What is expected: Omit all pictures, then retype the data exactly as given.

Extracted data:
<<<<
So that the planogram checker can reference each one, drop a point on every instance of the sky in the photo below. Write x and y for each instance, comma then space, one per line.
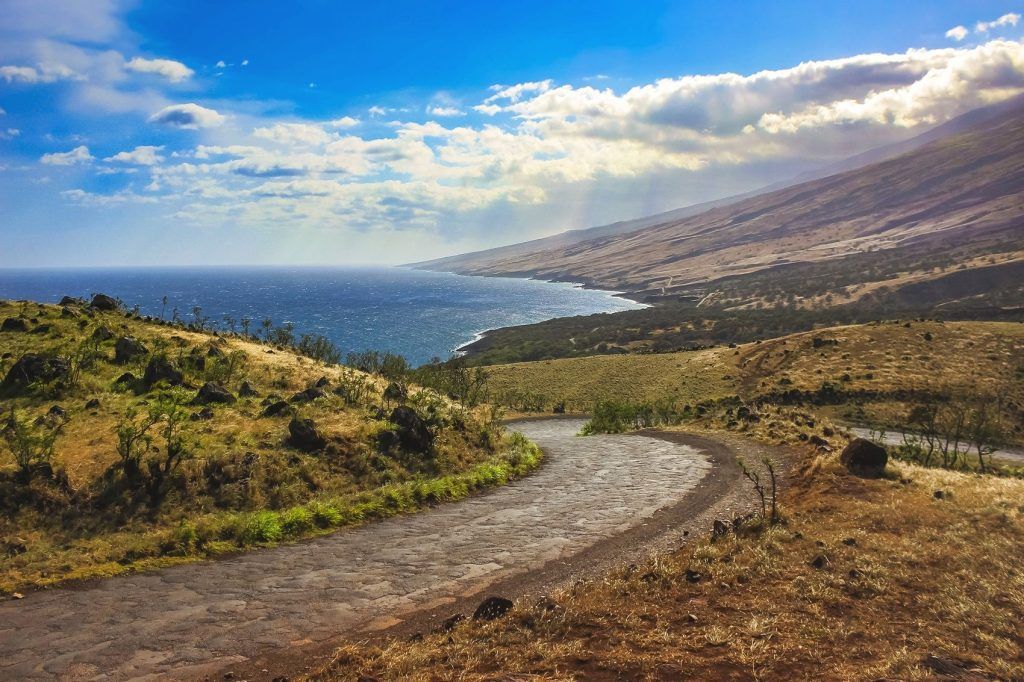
322, 132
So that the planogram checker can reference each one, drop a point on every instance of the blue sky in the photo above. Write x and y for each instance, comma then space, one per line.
328, 132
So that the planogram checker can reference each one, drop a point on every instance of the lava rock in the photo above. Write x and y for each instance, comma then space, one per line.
493, 608
161, 369
864, 458
32, 368
102, 333
412, 430
274, 409
14, 325
307, 395
211, 392
247, 390
103, 302
128, 348
302, 433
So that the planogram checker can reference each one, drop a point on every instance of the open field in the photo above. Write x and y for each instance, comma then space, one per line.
103, 470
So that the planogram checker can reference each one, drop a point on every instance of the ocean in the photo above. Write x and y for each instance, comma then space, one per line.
417, 313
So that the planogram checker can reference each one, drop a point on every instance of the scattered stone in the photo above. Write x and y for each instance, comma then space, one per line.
864, 458
102, 333
211, 392
492, 608
304, 435
14, 325
32, 368
450, 623
126, 378
275, 409
15, 546
103, 302
307, 395
161, 369
413, 432
203, 415
128, 348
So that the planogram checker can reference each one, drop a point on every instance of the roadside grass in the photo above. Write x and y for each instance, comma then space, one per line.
48, 562
242, 483
578, 383
905, 577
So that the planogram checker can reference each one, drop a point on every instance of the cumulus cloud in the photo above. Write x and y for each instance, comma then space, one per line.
189, 116
957, 33
80, 155
47, 73
344, 122
173, 71
140, 156
1010, 18
439, 110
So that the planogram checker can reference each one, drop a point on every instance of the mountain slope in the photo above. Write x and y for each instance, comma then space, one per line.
965, 187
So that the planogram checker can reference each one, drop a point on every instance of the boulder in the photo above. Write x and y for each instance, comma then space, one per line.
275, 409
32, 368
211, 392
161, 369
302, 433
247, 390
103, 302
864, 458
14, 325
413, 432
128, 348
307, 395
492, 608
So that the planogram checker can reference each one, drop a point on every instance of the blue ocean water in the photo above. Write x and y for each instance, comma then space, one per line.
416, 313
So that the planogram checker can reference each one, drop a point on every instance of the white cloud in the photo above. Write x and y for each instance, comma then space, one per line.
189, 116
173, 71
294, 133
344, 122
141, 156
444, 111
80, 155
1010, 18
957, 33
47, 73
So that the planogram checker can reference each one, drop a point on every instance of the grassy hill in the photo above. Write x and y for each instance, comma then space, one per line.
129, 443
866, 372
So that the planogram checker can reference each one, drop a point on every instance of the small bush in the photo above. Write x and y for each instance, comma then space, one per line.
262, 526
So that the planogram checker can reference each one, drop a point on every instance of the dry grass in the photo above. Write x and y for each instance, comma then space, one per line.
74, 536
908, 576
580, 382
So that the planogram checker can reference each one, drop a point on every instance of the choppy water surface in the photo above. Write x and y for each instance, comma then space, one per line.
419, 314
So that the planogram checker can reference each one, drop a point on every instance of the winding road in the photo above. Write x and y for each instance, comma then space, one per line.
196, 620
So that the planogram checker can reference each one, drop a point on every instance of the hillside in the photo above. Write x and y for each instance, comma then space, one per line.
473, 262
130, 442
963, 190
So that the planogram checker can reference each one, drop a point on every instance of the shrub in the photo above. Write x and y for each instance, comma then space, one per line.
262, 526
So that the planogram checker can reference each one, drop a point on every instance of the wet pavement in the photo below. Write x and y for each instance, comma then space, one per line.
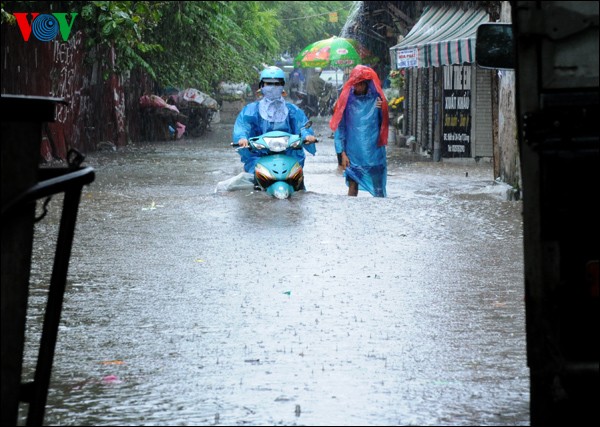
187, 306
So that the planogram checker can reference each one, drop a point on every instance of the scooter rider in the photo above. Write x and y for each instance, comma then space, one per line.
271, 113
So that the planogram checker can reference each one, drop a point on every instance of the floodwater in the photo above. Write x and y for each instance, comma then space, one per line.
186, 306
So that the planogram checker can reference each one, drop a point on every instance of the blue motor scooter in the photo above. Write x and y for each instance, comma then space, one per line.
276, 172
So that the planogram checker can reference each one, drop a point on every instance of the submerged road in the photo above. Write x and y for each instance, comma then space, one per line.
187, 306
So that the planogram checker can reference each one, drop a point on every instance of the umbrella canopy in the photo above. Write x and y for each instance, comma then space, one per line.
366, 56
332, 52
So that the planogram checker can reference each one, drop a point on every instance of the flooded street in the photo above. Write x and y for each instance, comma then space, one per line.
187, 306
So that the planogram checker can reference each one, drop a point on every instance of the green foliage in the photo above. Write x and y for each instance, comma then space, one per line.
206, 42
195, 43
305, 22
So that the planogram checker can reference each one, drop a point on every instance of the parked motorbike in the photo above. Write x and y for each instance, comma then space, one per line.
277, 173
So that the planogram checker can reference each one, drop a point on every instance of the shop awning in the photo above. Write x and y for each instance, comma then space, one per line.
442, 36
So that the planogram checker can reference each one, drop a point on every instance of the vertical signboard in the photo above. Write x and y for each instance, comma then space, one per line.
456, 131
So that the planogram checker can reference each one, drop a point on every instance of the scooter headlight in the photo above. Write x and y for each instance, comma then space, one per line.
277, 144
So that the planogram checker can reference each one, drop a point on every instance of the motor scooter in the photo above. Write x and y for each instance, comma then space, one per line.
277, 173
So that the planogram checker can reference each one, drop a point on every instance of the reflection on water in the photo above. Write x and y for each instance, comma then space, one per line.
190, 307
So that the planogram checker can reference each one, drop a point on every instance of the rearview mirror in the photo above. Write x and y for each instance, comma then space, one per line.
494, 48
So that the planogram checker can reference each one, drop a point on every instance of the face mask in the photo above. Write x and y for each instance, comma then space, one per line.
272, 92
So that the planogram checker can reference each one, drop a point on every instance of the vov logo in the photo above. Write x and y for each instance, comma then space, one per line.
45, 27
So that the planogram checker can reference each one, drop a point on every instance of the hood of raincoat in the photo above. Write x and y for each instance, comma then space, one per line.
359, 74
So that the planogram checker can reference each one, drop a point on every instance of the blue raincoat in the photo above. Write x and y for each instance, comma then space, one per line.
357, 135
249, 123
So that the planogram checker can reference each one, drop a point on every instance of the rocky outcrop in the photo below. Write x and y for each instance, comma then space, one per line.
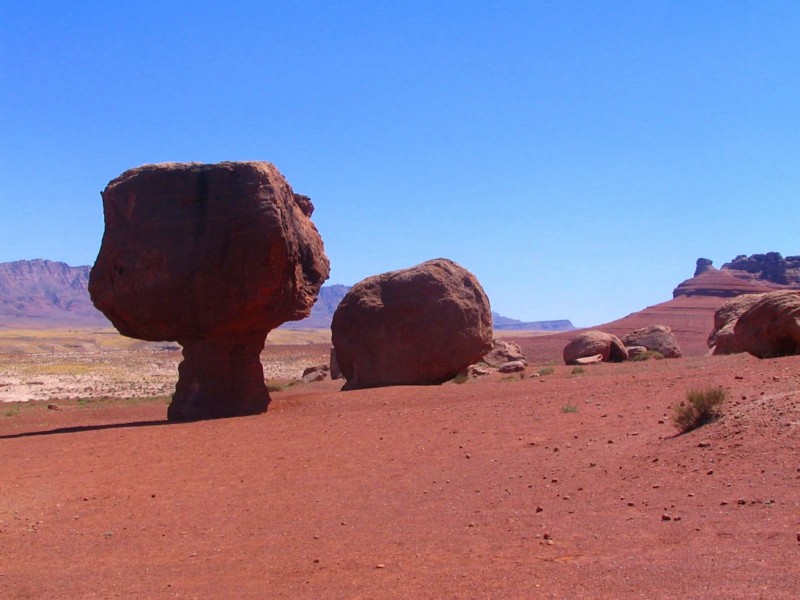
>>>>
Result:
So that the planogram checker can reference each one, drop a point on every instance of the sky in the photo below. Write x and y for each instance, comma then space, one per line.
322, 132
So that the planogram checker can reference each one, drop a point on every instance of the blue sky in the photo above. Write x and y for each instance, comma then space, one per line.
328, 132
So that the planogram checker can reference each one, drop a point on every instance of the lava rock in the photo above. Write x and y for each instance, comma then space, one per line.
493, 608
161, 369
864, 458
32, 368
102, 333
412, 430
274, 409
14, 325
307, 395
211, 392
247, 390
103, 302
128, 348
302, 433
So that the planogram checker can reference each one, drop a point on every instance of the open field in the photo above. Write x and y for each instance, comma then space, one per line.
103, 470
So that the planogram checker can reference each one, drop a point on every instance of the ocean in the photo above. Write x and y for each instance, comma then space, one per line.
417, 313
So that the planogram checker can reference each one, drop a point on every instance of the scattered stone in the photo above. Write x and y for each instance, comma then space, one per line.
864, 458
102, 333
211, 392
492, 608
304, 435
14, 325
32, 368
450, 623
126, 378
275, 409
15, 546
103, 302
307, 395
161, 369
413, 432
203, 415
128, 348
So that the planogram checker can reference each one, drop a point on every instance of the roadside grass in the photo above. Write x and y for each instance, comma then space, one per line.
48, 562
242, 483
578, 383
905, 577
So that the planogram checker can reference each one, drop a point on every instance of the cumulus cloud in the photo above. Write x and y for each instance, comma then space, one per line.
189, 116
957, 33
80, 155
47, 73
344, 122
173, 71
140, 156
1010, 18
439, 110
So that the planogram checker can reference each one, drop a point on every instance of the mountain slope in the photo above. Write x and y for each instance, comma then space, one per line.
965, 187
So that the planogram checker can reference each one, drop a point on every instance of the boulder in the photo above. Write x and y for each instance, comma then space, one per line.
275, 409
32, 368
211, 392
161, 369
302, 433
247, 390
103, 302
864, 458
14, 325
413, 432
128, 348
307, 395
492, 608
So that the planogram checker can reference each one, drop a point on every instance of the blue ocean water in the photo above. Write x and y for each instance, comma then space, one per line.
416, 313
So that the planogram checker can reference each one, drop a point on every instance of the white cloud in the photo above. Write x and y for each instance, comma then space, one per line.
189, 116
173, 71
294, 133
344, 122
141, 156
444, 111
80, 155
1010, 18
957, 33
47, 73
So that the planogram checker can reference each one, drop a point on every instance of the grassy hill in the photo above. Write x and y for each instance, comma then space, one per line.
129, 443
866, 372
So that the planogram checker can reference each one, drop a point on every instance of the small bush in the photo above. Write x and y for each instance, comma then space, one per line.
262, 526
So that the planogram checker can reference each one, drop a point on every instance of the dry grass in the photo above. Write x and y for each instance, comma then space, one per line.
74, 536
908, 576
580, 382
So that the planogram checker can reference each one, drop a point on every instance of the choppy water surface in the photo above. Write x and y for each instance, comma then space, one per line.
419, 314
So that the planogram checker can reference each one, drop a point on every instance of the winding road in the photo above. Write x and y for each instance, comma then space, one per line.
196, 620
So that the planogram checker can reference each one, drop a point on every instance of the hillside in the photo above. Write x and y for each instance, comma then space, one per line.
473, 262
130, 442
963, 190
So that the planogram checker can reference each one, drop a point on every instance of the shrub in the photo above. Write x and y for each instance, comma then space, one per line.
262, 526
So that the planogram checker can reference each one, drop a point on every instance of the wet pavement in the photo below. Write x and y for each instance, comma then space, one per line.
187, 306
So that the planogram checker can reference each one, drop a point on every instance of the scooter rider in the photo above. Write x and y for each instance, comma then space, one per line.
271, 113
So that the planogram checker can reference each one, drop a point on every instance of the floodwater in the photo above. Write x and y for each instance, comma then space, one per line.
186, 306
So that the planogram checker can reference each one, drop a point on every instance of the blue motor scooter in the photo above. Write x and y for each instance, comma then space, one per line.
276, 172
So that the planogram checker can reference each one, drop a point on every instance of the submerged road in the photo above. Write x and y for each instance, comma then space, one per line.
187, 306
So that the planogram checker can reference each one, drop a point on every instance of the umbrella canopy in the photo above. Write x and y for each instance, comma then space, one per line.
366, 56
332, 52
So that the planogram checker can reference each one, drop a point on every instance of the flooded street in the photo above. Write x and y for each instance, comma then space, one per line.
187, 306
So that the planogram checker can reference each one, drop a point on every instance of the green foliage in the photo above. Write x and y for each instance, comma then space, one per line.
206, 42
195, 43
305, 22
So that the planogram checker can reference each one, drop a point on every instance of the parked motorbike in the photo above. Write x and y for each instance, comma then space, one per line.
277, 173
So that the planogram checker can reference each one, drop a point on every instance of the shop awning in the photo above. Write x and y for each instance, comma then space, one per line.
442, 36
So that the planogram checker can reference each one, drop a point on every instance of the vertical signboard in the photo above. Write x and y for each instance, comma then space, one per line.
456, 131
So that the planogram checker can reference each one, drop a point on every instance of the scooter headlight in the photo above. Write x and y for each instance, comma then space, one per line.
277, 144
So that the planogram checker can reference each one, drop a point on every instance of the motor scooter in the photo above. Write x and y for each instance, comma then space, one per line.
277, 173
So that the planogram checker can reference each one, drop a point on every instance of the reflection on water in the photo above. Write x and y for each instance, comma then space, one per line.
190, 307
So that the planogram checker can reference each one, drop a point on every instance of the rearview mirror in the photo above. Write x and y for each instance, comma then space, one per line.
494, 48
So that the planogram checker can reference each one, drop a point on every instance of the face mask in the photo above. Write x and y for each instance, comma then space, one per line.
272, 92
So that the planogram checker can reference each one, drop a point on every instance of the vov logo in the photo above. Write x and y for each instance, comma then space, one per line.
45, 27
So that the planogram checker can reference each one, drop a point on every instance of the hood of raincoat in the photo above. Write x and y for each instance, comma then space, one per line.
359, 74
So that the planogram checker can reference each one, drop a point on every instance of the blue raincoat in the photo above. Write x and y for each instance, comma then space, one per line.
357, 135
249, 123
So that the planogram checker can reference each one, drop a point on every instance of the rocky outcrop in the photo below. Write x and y for each instance, comma then space, one per line.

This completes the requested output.